Give the data again exactly as written, skipping any pictures.

Dataset excerpts
◇ ◇ ◇ ◇ ◇
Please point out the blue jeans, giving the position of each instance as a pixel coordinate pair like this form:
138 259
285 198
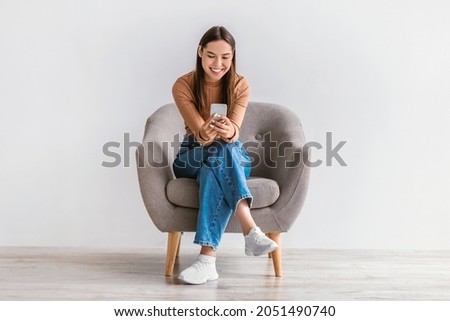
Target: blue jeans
221 171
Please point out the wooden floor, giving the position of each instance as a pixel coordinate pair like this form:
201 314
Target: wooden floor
309 275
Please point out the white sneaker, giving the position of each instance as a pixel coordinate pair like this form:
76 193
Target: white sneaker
257 243
201 271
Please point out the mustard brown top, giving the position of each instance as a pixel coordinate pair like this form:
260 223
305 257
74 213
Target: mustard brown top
183 95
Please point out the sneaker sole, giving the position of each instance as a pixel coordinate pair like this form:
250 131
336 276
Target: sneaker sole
197 282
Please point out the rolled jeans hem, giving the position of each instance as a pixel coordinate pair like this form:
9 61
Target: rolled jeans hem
249 199
203 243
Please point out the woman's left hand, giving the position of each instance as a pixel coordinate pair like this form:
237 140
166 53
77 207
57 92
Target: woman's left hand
223 126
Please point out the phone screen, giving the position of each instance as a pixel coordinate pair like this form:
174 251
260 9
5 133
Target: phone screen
219 109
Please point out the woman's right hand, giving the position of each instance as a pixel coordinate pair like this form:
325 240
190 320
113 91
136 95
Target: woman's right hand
208 131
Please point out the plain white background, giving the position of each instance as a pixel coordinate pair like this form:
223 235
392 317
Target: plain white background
75 75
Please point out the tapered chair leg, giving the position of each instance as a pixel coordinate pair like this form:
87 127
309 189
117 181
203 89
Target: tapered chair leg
173 244
270 254
276 255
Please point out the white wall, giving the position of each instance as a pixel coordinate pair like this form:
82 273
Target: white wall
77 74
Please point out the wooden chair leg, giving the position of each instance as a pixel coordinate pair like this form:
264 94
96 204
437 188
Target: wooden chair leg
179 245
270 254
276 255
173 244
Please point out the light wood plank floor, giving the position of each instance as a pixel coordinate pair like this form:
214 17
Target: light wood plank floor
28 273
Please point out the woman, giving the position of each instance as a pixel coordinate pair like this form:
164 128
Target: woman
212 153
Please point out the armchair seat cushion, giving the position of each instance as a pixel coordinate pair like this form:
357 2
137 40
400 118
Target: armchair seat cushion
184 192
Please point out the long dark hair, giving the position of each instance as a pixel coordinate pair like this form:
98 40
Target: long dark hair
228 80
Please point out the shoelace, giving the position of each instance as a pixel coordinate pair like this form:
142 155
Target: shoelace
199 264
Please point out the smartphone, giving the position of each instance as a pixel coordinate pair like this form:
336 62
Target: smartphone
220 109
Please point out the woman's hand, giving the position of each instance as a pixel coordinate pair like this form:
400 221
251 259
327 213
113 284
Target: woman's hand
223 126
208 130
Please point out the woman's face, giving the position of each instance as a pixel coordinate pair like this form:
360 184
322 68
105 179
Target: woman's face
216 59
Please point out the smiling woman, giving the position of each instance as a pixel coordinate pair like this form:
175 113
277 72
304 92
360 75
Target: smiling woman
213 154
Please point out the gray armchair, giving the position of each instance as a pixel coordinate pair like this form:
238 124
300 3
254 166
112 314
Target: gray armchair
274 139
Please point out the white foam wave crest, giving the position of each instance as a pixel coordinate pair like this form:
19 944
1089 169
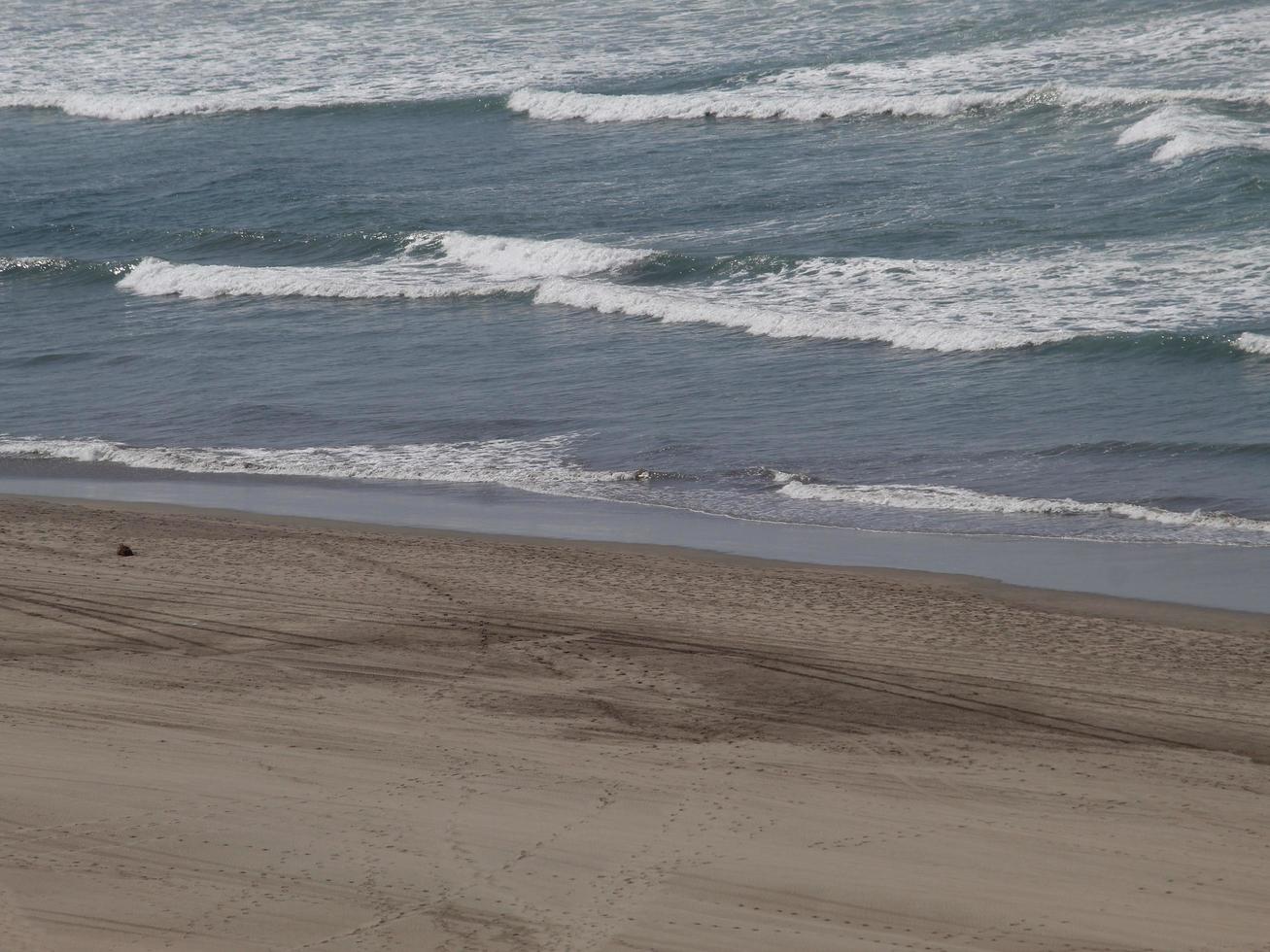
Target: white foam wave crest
529 257
984 303
393 280
963 500
774 102
90 60
1187 131
467 265
541 464
1253 344
1005 301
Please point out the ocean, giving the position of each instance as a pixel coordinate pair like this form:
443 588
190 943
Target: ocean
975 268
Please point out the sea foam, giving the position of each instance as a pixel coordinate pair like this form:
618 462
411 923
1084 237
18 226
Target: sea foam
538 464
954 499
1186 131
529 257
1253 344
93 62
1017 298
773 102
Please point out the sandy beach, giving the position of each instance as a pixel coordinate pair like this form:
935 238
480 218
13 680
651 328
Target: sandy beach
269 733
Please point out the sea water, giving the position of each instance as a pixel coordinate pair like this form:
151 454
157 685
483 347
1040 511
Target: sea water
960 268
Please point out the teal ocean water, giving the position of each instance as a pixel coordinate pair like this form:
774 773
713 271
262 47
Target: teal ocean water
968 267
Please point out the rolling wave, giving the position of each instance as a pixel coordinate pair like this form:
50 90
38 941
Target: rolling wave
1253 344
393 280
1186 131
984 303
529 257
954 499
198 65
36 267
1041 296
773 102
536 464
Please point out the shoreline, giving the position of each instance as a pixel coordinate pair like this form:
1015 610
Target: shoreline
289 732
1096 604
1179 574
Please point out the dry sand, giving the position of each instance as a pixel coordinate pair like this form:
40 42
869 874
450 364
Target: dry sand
267 733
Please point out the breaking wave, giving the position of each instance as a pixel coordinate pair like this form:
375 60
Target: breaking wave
1253 344
60 267
536 464
773 102
985 303
1186 131
529 257
964 500
193 62
153 276
1018 298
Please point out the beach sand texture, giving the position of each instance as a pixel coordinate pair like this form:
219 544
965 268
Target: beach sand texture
285 735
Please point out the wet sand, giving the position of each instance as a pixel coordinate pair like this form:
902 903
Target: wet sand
284 733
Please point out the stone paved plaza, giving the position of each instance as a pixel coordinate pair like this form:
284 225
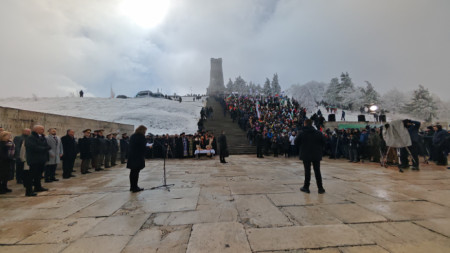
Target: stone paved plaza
247 205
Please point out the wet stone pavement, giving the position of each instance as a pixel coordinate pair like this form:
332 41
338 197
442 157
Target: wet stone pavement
247 205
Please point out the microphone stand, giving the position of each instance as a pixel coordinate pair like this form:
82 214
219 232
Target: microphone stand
164 185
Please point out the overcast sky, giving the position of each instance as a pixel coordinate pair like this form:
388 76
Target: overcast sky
54 47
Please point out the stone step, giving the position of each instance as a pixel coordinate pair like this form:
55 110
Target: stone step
236 137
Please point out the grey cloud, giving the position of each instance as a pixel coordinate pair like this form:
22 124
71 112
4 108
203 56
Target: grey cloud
52 47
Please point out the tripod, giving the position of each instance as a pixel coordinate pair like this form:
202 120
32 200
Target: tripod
164 185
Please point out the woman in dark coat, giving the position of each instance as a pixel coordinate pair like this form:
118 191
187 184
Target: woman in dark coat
136 156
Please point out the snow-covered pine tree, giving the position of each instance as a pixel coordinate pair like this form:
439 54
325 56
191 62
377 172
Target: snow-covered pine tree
422 105
393 101
276 88
308 95
267 90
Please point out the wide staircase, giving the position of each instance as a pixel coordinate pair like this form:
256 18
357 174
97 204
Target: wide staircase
236 137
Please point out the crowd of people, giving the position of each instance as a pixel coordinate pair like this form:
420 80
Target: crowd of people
34 156
272 123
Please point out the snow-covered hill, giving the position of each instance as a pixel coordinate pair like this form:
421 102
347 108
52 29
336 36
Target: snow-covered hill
159 115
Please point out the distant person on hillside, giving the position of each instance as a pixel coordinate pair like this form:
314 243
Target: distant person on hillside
311 143
223 147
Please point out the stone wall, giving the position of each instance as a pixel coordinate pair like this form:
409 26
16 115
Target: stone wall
14 120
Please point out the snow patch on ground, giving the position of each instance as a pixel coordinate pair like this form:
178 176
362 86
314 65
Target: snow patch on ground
159 115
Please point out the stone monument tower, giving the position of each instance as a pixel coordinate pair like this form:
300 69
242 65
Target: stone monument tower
216 83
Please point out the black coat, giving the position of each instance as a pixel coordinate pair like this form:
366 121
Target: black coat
5 161
114 146
124 145
311 143
136 152
84 144
108 146
70 149
18 140
223 147
37 149
95 146
102 145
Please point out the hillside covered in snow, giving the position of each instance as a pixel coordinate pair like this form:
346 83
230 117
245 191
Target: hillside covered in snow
159 115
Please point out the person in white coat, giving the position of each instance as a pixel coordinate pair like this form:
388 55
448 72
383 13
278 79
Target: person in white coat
55 154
◇ ◇ ◇ ◇ ◇
Result for this task
Please point out the blue jeans, giving the position of each instance as a pixel coordinate pair like this form:
138 259
285 198
Target: blue jeans
221 171
Please point out the wooden floor, giving the position of each instance as a pixel coordinate pair like this form:
201 314
Target: wooden floor
309 275
Please point out the white sneaker, giving the position of each instance as a pixel coordinate pair like this form:
76 193
Target: white sneaker
257 243
201 271
Please point out the mustard brown top, giving the position of each instance as a pixel coordinate pair like this form:
260 223
305 257
74 213
Target: mustard brown top
183 95
Please point out the sneaker sole, giving the position of each instance as a pixel coordinate pair like this form:
250 131
336 276
Target: sneaker sole
197 282
Please point out the rolled jeans hem, giving the position of each instance as a pixel coordinate pair like this form:
9 61
Target: rolled jeans hem
249 199
203 243
Please point out the woman's left hand, giving the position of each instance as a pixel coordinate pair like this form:
237 140
166 53
77 207
57 92
Target: woman's left hand
223 126
Please point out the phone screen, giving the position of each instance as a pixel coordinate pair like this form:
174 251
260 9
5 133
Target: phone screen
219 109
Please point out the woman's right hand, giving the position of each instance as a pixel coordinate pair like this form:
325 240
190 320
113 91
136 95
Target: woman's right hand
208 131
Please point out the plain white background, giving the position of each instance as a pixel coordinate pair like this form:
223 235
392 317
Target: plain white background
75 75
Please point out the tapered chair leg, giving the position of each instance as a pixel coordinate pair like this form:
87 127
309 189
117 181
203 89
Target: tapered chair leg
173 244
270 254
276 255
Please point out the white wall, giving the position of each instance as a pixel coordinate pair like this form:
82 273
Target: white wall
77 74
Please point out the wooden chair leg, giving the position of each instance as a pixel coordinate pair like this form:
264 94
96 204
437 188
Target: wooden chair leg
179 245
270 254
276 255
173 244
Please point out the light wood plank floor, giving the position of each instance as a pixel coordinate pair like this form:
214 17
Target: light wood plank floor
28 273
Please point out the woman, giving the position of each instance as a pixel coordinate pair like this form:
164 128
Target: woman
212 153
Please point out the armchair seat cushion, giving the position of each instance as a pixel coordinate pair like this form:
357 2
137 40
400 118
Target: armchair seat cushion
184 192
Please point out the long dark hair, giving the position of each instance as a pixel coordinate pair like this form:
98 40
Target: long dark hair
228 80
Please point out the shoelace, giving the position of each instance as a pixel coordinate pair like this form:
142 155
Target: shoelace
199 264
Please point out the smartphone, giving the position of each instance as a pixel coordinate pair like this form:
336 62
Target: smartphone
220 109
Please point out the woman's hand, giving the position of each instance as a pixel coordinate pair like this form:
400 221
251 259
327 213
113 284
Target: woman's hand
223 126
208 130
Please point out the woman's face, giving the position of each instance as a pixel coordinate pair like this form:
360 184
322 68
105 179
Target: woman's face
216 59
Please point out the smiling woman, giving the position of each instance as a pixel coordinate pair like this form:
175 113
277 72
304 92
360 75
Target: smiling woman
213 154
Please point out the gray armchair, giving the position of each instance as a pixel coordinate pair like this form:
238 124
300 3
254 166
112 314
Target: gray armchair
274 139
Please point out the white foam wave crest, giving the position of each instance as a pixel coordinate pair like this form:
19 944
1089 169
Target: white foam wave crest
529 257
984 303
393 280
963 500
774 102
90 60
1187 131
467 265
541 464
1253 344
1005 301
Please point out the ocean, giving the position of each instance as a pixel coordinate pair like this form:
443 588
190 943
Target: ocean
975 268
Please point out the sea foam, giving the position of each instance as a pixel coordinate pair like this form:
618 462
411 923
1084 237
18 226
Target: sea foam
538 464
954 499
1186 131
529 257
1253 344
93 62
1017 298
773 102
Please point out the sandy beach, giving the position of each instance as a pixel coordinate pair like this form:
935 238
480 218
13 680
651 328
Target: sandy beach
269 733
Please point out the sea water, giving the position of each instance as a pixel coordinate pair like this form:
151 454
157 685
483 347
1040 511
Target: sea water
960 268
Please point out the teal ocean water, giving the position of each instance as a pixel coordinate pair like this form:
774 773
713 271
262 47
Target: teal ocean water
968 267
Please point out the rolling wave, giving the position of each instance as a pixel coordinate pair like this form:
50 90
38 941
Target: rolling wave
1253 344
393 280
1186 131
984 303
529 257
954 499
198 65
36 267
1041 296
773 102
536 464
Please point out the shoreline, giving the position of each instance as a pixel coordinate pair like this form:
1015 610
Target: shoreline
289 732
1096 604
1179 574
Please point out the dry sand, giving the position of each instance as a pixel coordinate pair like this form:
40 42
869 874
450 364
Target: dry sand
267 733
Please point out the breaking wave, giving the position of each instance as a pixel coordinate pair like this form:
375 60
Target: breaking wave
1253 344
60 267
536 464
773 102
985 303
1186 131
529 257
964 500
193 62
153 276
1018 298
Please point out the beach sand texture, giving the position of each instance as a pixel coordinate pair like this form:
219 544
965 268
Target: beach sand texture
285 735
Please point out the wet sand, giving the position of each instance as a pixel coordinate pair like this form:
902 903
Target: wet sand
284 733
Please point out the stone paved plaza, giving the position of each instance as a pixel coordinate pair like this form:
284 225
Target: stone paved plaza
247 205
Please point out the wet stone pavement, giving the position of each instance as a pixel coordinate pair like this form:
332 41
338 197
442 157
Target: wet stone pavement
247 205
Please point out the microphone stand, giving the position of each instance as a pixel coordinate pair like this form:
82 214
219 232
Target: microphone stand
164 185
Please point out the overcast sky, giving the position of each instance as a pixel coordinate pair like this form:
388 76
Target: overcast sky
54 47
Please point out the stone step, giving the position of each instance as a pixel coordinate pair like this form:
55 110
Target: stone step
236 137
Please point out the grey cloud, giving the position of each instance as a pixel coordinate pair like this form:
22 124
71 112
4 108
203 56
Target: grey cloud
52 47
Please point out the tripod, giving the position of each instance as a pixel coordinate pair like this form:
202 120
32 200
Target: tripod
164 185
Please point out the woman in dark coat, giving the position of each instance as a pixel coordinate pair like this form:
118 191
187 184
Target: woman in dark coat
136 156
Please point out the snow-covered pine tree, giving the position of each instance as a pixel coordinate pair like this form:
439 54
325 56
191 62
377 172
Target: snow-covered pine tree
422 105
393 101
276 88
308 95
267 90
Please point out the wide staircase, giving the position of each instance as a pixel coordinate pair like this form:
256 18
357 174
97 204
Target: wide staircase
236 137
Please point out the crowd of people, giving the position of each instance as a pixel coordinate pair like this form:
420 80
Target: crowd of people
34 156
272 123
Please point out the snow-covered hill, giving the position of each instance as a pixel coordinate pair like this form:
421 102
347 108
52 29
336 36
Target: snow-covered hill
159 115
Please point out the distant person on hillside, giving the position of each instance as a pixel coordinate pair like this form:
314 243
Target: distant person on hillside
311 143
223 147
Please point out the stone wall, giving the position of each instance as a pixel coordinate pair like this form:
409 26
16 115
Target: stone wall
14 120
Please point out the snow patch on ground, giving the position of each instance as a pixel coordinate pair like this form:
178 176
362 86
314 65
Target: snow patch on ground
159 115
Please point out the stone monument tower, giving the position of each instance as a pixel coordinate pair like this form:
300 69
242 65
Target: stone monument tower
216 83
Please point out the black coat, giving the position of each instance as a pixel coordinate pair like this form:
366 121
Target: black coat
5 161
114 146
124 145
311 143
136 152
84 144
108 146
70 149
18 140
223 147
37 149
95 146
102 145
Please point out the hillside covered in snow, giving the position of each instance as a pixel coordinate pair like this form:
346 83
230 117
245 191
Target: hillside covered in snow
159 115
Please point out the person in white coat, giving the position of each instance as a pixel coordinate pair like this form:
388 55
448 72
383 13
278 79
Target: person in white coat
55 154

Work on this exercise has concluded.